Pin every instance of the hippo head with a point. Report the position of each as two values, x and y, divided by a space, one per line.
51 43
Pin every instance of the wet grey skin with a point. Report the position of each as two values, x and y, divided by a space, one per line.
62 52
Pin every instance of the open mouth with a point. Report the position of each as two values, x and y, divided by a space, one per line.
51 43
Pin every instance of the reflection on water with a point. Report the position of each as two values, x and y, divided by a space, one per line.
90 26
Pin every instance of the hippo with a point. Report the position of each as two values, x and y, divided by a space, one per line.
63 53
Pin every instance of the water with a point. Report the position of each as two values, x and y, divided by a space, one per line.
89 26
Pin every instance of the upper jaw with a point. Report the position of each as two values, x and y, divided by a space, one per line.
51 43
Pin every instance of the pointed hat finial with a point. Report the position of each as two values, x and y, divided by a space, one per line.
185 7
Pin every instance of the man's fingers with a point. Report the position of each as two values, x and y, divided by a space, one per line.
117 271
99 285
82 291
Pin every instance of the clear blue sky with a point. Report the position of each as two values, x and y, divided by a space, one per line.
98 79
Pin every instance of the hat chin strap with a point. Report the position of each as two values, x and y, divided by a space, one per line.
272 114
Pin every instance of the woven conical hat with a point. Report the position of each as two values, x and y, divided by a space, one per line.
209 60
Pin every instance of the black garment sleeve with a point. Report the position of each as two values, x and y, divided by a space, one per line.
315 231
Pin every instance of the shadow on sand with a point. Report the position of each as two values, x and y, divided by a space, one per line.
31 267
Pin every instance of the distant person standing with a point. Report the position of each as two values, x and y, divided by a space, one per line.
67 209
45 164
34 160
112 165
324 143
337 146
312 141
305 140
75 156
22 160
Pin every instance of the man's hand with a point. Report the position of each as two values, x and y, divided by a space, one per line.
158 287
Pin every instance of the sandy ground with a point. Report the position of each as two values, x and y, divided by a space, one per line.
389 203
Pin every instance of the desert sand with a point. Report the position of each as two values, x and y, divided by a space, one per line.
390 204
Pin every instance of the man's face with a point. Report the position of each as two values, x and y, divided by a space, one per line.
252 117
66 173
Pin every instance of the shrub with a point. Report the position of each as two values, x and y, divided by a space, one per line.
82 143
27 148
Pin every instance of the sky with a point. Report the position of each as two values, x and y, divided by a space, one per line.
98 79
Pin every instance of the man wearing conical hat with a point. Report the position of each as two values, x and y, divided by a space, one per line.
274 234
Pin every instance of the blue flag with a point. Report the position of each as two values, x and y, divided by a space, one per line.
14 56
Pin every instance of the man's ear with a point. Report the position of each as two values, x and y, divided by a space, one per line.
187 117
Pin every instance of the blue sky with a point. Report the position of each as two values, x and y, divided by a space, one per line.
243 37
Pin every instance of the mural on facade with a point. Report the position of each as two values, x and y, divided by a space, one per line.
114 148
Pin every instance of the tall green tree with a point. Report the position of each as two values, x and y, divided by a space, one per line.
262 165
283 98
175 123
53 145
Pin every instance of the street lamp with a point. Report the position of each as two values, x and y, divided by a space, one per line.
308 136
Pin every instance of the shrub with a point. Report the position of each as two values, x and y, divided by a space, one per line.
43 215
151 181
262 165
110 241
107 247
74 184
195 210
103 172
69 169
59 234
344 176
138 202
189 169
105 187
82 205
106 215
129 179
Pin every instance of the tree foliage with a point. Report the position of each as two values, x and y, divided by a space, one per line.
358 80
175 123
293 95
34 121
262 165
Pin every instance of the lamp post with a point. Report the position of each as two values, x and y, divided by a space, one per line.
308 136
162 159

────

WHAT YOU HAVE TO DO
Format all the rows above as a JSON list of strings, one string per line, and omit blank lines.

CORRECT ANSWER
[
  "Pin every instance of the hippo head with a point. Report the position of each as two values, x and y, divided by a space, one per line.",
  "51 43",
  "Pin every instance of the wet grey skin with a point. Report the position of each as two values, x and y, divided by a space, one per line.",
  "62 52",
  "Pin every instance of the open mouth with a point. Report the position of each as two values, x and y, divided by a space, one per line.",
  "51 43",
  "Pin every instance of the reflection on water with a point. Report the position of each as two values, x and y, divided by a space, one per line.",
  "90 26",
  "Pin every instance of the hippo with a point. Report the position of each as two values, x and y, divided by a space, one per line.",
  "63 53",
  "Pin every instance of the water with a point. Report the position of each as two values, x and y, divided by a space, one per line.",
  "89 26",
  "Pin every instance of the upper jaw with a point. Report the position of each as two values, x and y, divided by a space, one per line.",
  "51 43",
  "Pin every instance of the pointed hat finial with a point. Report the position of each as two values, x and y, divided by a space, one per line.",
  "185 7",
  "Pin every instance of the man's fingers with a point. Report the position of each as two values, x and y, divided by a space, one per line.",
  "117 271",
  "99 285",
  "82 291",
  "Pin every instance of the clear blue sky with a point. Report the position of each as two values, x and y, divided by a space, one per line.",
  "98 79",
  "Pin every instance of the hat chin strap with a point. Report the position of each as two values, x and y, divided by a space, one per line.",
  "272 114",
  "Pin every instance of the woven conical hat with a point. Report the position of each as two values, x and y, divided by a space, one per line.",
  "209 60",
  "Pin every instance of the black garment sleeve with a point. Report the position of each as two values, x and y, divided by a space, one per line.",
  "315 231",
  "Pin every instance of the shadow on sand with a point. Report the position of each as two values, x and y, divided by a space, one per line.",
  "31 267",
  "Pin every instance of the distant person standing with a point. Report the position of each as two values, x and y, divided by a space, one per line.",
  "67 209",
  "45 164",
  "34 160",
  "112 165",
  "324 143",
  "337 146",
  "312 141",
  "305 140",
  "75 156",
  "22 160",
  "Pin every instance of the man's hand with a point. Report the position of each as two values, x and y, divided by a space, one per line.",
  "158 287",
  "Pin every instance of the sandy ground with a point. Report the position of each as two values, x and y, divided by a space, one per line.",
  "389 203",
  "Pin every instance of the desert sand with a point. Report the position of each as two values, x and y, divided by a space, one per line.",
  "390 204",
  "Pin every instance of the man's face with a point. Report the position of each as two values, x and y, divided by a space, one per line.",
  "252 117",
  "66 173",
  "Pin every instance of the shrub with a point. Report the position of each as two values, x and y, divided by a space, one per line.",
  "82 143",
  "27 148",
  "Pin every instance of the sky with a point. Report the position of each as two values, x and y, divided by a space, one per line.",
  "98 79",
  "Pin every instance of the man wearing conical hat with a point. Report the position of each as two values, x and y, divided by a space, one per line.",
  "274 234",
  "Pin every instance of the blue flag with a point. Report the position of each as two values, x and y, divided by a space, one per line.",
  "14 56",
  "Pin every instance of the man's ear with a point. Report the position of each as two values, x and y, divided by a space, one per line.",
  "187 117",
  "Pin every instance of the blue sky with a point. Report the position of each as two values, x and y, divided by a space, one per line.",
  "243 37",
  "Pin every instance of the mural on facade with a point. Report the position of each as two values, x and y, divided by a space, one per line.",
  "114 148",
  "Pin every instance of the tall green tree with a point. Report the position of each as two values, x and y, divided by a space, one per line.",
  "262 165",
  "283 98",
  "175 123",
  "53 145",
  "Pin every instance of the street lamp with a point. Report the position of each as two values, x and y, divided by a space, one per line.",
  "308 136",
  "Pin every instance of the shrub with a point. Report the position of each as two values, x and y, divided by a space, one per line.",
  "43 215",
  "151 181",
  "262 165",
  "110 241",
  "107 247",
  "74 184",
  "195 210",
  "103 172",
  "69 169",
  "59 234",
  "344 176",
  "138 202",
  "189 169",
  "105 187",
  "82 205",
  "106 215",
  "129 179",
  "Pin every instance of the tree foliage with a point. Report the position of each as two values, x and y, divided by a space, one per line.",
  "358 80",
  "175 123",
  "293 95",
  "34 121",
  "262 165",
  "Pin every instance of the lamp post with a point. Report the position of each as two values, x and y, divided by a space, one per line.",
  "308 136",
  "162 159"
]